> _Detalhes da tarefa_: Extraia do texto sobre os estandes de tiro da PMPR o trecho que vai de "Direito à informação: quando" até "podem estar expostos.", inclusive, sem alterar nenhuma palavra.

┌─ Texto do documento

A probabilidade de que exista a contaminação do solo por chumbo é alta. Pois, os estandes de tiro da PMPR são locais onde os militares estão expostos ao contato com o chumbo, quer seja pelo manuseio do armamento e munição, ou mesmo pelo chumbo no solo resultado dos disparos nos barrancos.
Assim a existência dos estandes de tiro demanda um cuidado ambiental. Entretanto, ao buscarmos informações sobre a gestão ambiental dos estandes de tiro da PMPR não encontramos dados disponíveis que permitam deduzir se há ou não contaminação destes espaços. Não havendo informação disponível, não há, em tese, um conflito ambiental.
Direito à informação: quando ela existe
Conforme dados obtidos junto ao 19° Batalhão da PM em Toledo-PR a PMPR não dispõe de normas de gestão ambiental para estandes de tiro da corporação. Não há informações disponíveis se as áreas utilizadas para o treinamento dos policiais militares no estado do Paraná estão contaminadas, não há discussão sobre a potencial contaminação. Assim a falta de informação gera uma sensação de conforto aos usuários destes ambientes. Os próprios policiais militares desconhecem os perigos a que podem estar expostos.

└─
┌─ Registros fornecidos

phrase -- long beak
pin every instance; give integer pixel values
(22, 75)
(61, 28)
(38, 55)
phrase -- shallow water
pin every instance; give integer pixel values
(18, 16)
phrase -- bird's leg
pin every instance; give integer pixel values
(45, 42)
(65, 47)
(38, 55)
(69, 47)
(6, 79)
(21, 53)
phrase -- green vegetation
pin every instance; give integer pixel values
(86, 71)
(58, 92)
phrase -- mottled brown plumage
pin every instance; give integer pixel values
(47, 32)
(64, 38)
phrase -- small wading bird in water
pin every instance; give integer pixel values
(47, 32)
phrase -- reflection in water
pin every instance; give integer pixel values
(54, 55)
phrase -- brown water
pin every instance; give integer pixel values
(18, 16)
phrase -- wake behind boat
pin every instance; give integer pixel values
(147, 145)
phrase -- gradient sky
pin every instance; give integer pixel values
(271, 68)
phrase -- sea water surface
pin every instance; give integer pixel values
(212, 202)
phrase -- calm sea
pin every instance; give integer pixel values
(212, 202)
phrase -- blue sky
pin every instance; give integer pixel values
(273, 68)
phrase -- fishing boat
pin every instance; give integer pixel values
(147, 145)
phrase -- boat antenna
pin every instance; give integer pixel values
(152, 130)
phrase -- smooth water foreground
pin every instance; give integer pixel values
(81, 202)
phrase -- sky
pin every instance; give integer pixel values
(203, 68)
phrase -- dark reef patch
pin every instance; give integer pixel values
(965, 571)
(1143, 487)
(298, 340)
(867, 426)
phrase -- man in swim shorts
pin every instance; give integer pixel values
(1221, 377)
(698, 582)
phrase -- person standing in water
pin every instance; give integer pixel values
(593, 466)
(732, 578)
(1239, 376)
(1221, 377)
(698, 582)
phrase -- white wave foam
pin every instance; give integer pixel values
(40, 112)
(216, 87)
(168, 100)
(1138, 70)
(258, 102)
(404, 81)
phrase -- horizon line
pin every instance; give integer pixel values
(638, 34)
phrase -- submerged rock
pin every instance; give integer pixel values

└─

> _Resposta correta_:
Direito à informação: quando ela existe
Conforme dados obtidos junto ao 19° Batalhão da PM em Toledo-PR a PMPR não dispõe de normas de gestão ambiental para estandes de tiro da corporação. Não há informações disponíveis se as áreas utilizadas para o treinamento dos policiais militares no estado do Paraná estão contaminadas, não há discussão sobre a potencial contaminação. Assim a falta de informação gera uma sensação de conforto aos usuários destes ambientes. Os próprios policiais militares desconhecem os perigos a que podem estar expostos.